- **Exercise aim**
Write the listing out again verbatim, leaving nothing out.

- **Task inputs**

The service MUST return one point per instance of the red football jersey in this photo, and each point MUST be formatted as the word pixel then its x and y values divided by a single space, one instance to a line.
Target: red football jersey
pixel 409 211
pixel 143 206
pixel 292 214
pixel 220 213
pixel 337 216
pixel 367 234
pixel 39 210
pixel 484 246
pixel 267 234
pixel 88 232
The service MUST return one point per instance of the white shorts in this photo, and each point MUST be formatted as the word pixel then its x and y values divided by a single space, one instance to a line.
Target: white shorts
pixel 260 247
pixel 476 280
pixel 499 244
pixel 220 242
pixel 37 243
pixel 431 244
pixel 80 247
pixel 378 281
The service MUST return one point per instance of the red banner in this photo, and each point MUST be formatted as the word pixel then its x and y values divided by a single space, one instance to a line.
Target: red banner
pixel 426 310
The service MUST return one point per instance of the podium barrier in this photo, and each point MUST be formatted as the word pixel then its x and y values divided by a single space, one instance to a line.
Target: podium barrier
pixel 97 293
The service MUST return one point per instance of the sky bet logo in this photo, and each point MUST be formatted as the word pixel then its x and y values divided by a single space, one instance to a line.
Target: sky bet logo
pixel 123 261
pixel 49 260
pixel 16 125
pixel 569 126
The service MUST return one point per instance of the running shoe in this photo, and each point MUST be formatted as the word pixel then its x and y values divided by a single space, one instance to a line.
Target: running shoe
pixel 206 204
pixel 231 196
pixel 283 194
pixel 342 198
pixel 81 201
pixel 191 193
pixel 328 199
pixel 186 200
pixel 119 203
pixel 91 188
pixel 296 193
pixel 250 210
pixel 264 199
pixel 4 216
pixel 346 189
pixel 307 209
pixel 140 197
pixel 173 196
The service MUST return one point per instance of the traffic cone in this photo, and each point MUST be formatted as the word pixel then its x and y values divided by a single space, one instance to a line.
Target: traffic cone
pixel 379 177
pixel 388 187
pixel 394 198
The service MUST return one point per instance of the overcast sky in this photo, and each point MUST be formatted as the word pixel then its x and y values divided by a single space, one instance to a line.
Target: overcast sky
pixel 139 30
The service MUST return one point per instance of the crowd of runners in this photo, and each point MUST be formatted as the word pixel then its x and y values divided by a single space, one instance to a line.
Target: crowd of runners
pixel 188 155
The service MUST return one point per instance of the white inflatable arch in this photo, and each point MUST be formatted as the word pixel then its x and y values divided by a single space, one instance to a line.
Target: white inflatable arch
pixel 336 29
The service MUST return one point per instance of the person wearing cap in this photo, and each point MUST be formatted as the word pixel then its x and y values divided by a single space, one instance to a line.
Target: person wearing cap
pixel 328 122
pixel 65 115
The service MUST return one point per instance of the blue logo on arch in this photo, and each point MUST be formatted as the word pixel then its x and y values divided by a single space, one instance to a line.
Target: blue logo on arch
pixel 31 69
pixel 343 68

- **Answer space**
The service MUST return one point per instance of the red football jersey in this photo, and each point MUST be formatted as the word pixel then its x and y values divided by a single space, one instance to a line.
Target: red football jersey
pixel 409 211
pixel 143 206
pixel 292 214
pixel 220 213
pixel 337 216
pixel 367 234
pixel 39 210
pixel 484 246
pixel 267 234
pixel 88 232
The service MUST return one point per instance of the white shorts in this photo, and each point MUST be formatted as the word pixel then its x and y values divided by a single space, one instance to a line.
Target: white shorts
pixel 260 247
pixel 476 280
pixel 499 244
pixel 220 242
pixel 37 243
pixel 431 244
pixel 80 247
pixel 378 281
The service MUST return one point per instance of the red banner in this photo, and each point MUST be formatted as the word pixel then its x and y values divided by a single space, one instance to a line.
Target: red banner
pixel 426 310
The service MUST return one point per instance of the podium barrier in this photo, and each point MUST be formatted as the word pixel then its x and y values divided by a single space, one instance to a line.
Target: podium barrier
pixel 97 293
The service MUST return one point per instance of the sky bet logo in this photo, and each point MUST be formatted as the word pixel then its x and y values divided by a single space, one instance to a line.
Target: sky bet logo
pixel 123 261
pixel 49 260
pixel 16 125
pixel 569 126
The service MUST return one point per instance of the running shoe in this photo, and each point MUST be formatted as the word pixel then its x and y values divided by a single space, one instance to a line.
Target: running shoe
pixel 206 204
pixel 231 196
pixel 283 194
pixel 342 198
pixel 81 201
pixel 191 193
pixel 328 199
pixel 186 200
pixel 119 203
pixel 91 188
pixel 296 193
pixel 250 210
pixel 264 199
pixel 4 216
pixel 346 189
pixel 307 209
pixel 140 197
pixel 173 196
The service MUST return one point per instance of the traffic cone in this photo, and each point MUST be formatted as the word pixel then its x and y values divided by a single space, one instance to a line.
Target: traffic cone
pixel 379 177
pixel 388 187
pixel 394 198
The service MUST return one point per instance of the overcast sky in this photo, and each point MUST be formatted as the word pixel then its x and y values divided by a single space, one instance to a line.
Target: overcast sky
pixel 139 30
The service MUST return one point per instance of the crowd of runners in this photo, and each point MUST be formatted as the word pixel then its x and y values divided by a single space, one instance to a line.
Target: crowd of runners
pixel 188 155
The service MUST return one point per instance of the white inflatable arch in this photo, and each point MUST be formatted as the word pixel then its x and y values divided by a single space, one instance to a line.
Target: white inflatable arch
pixel 336 29
The service MUST return one point per instance of the person wearing cap in this photo, and each point MUST be formatted as the word pixel then its x and y values divided by a single space, one instance to a line.
Target: person wearing cap
pixel 328 122
pixel 65 115
The service MUST return one point per instance of the blue logo on arch in this photo, and each point MUST be formatted as the word pixel then its x and y values divided by a single space, one instance to a line.
Target: blue logo on arch
pixel 31 69
pixel 343 68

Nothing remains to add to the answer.